**WRITTEN INSTRUCTION:**
Update the records by replacing "brown hair" with "dark hair" and rewrite their lines with everything else unchanged, leaving the pictures out of your answer.

Items from a data source:
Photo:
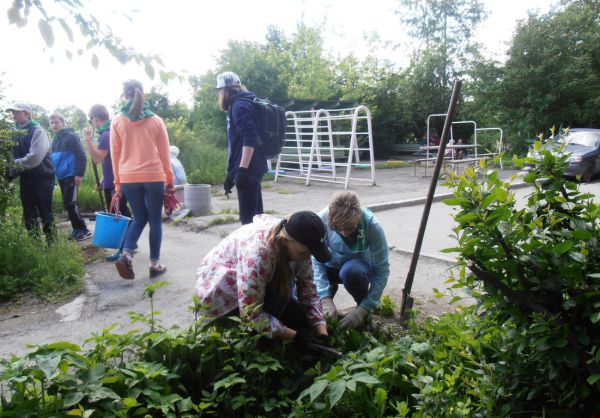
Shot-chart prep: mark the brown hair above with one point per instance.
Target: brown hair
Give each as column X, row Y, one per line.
column 280, row 284
column 133, row 89
column 229, row 94
column 99, row 111
column 344, row 208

**ANSWER TO THIS PROBLEM:**
Photo:
Shot-chart prep: mark the dark hair above with one point per instance.
Target: dark hair
Give each as column X, row Y, one per line.
column 280, row 284
column 133, row 89
column 229, row 94
column 99, row 111
column 344, row 208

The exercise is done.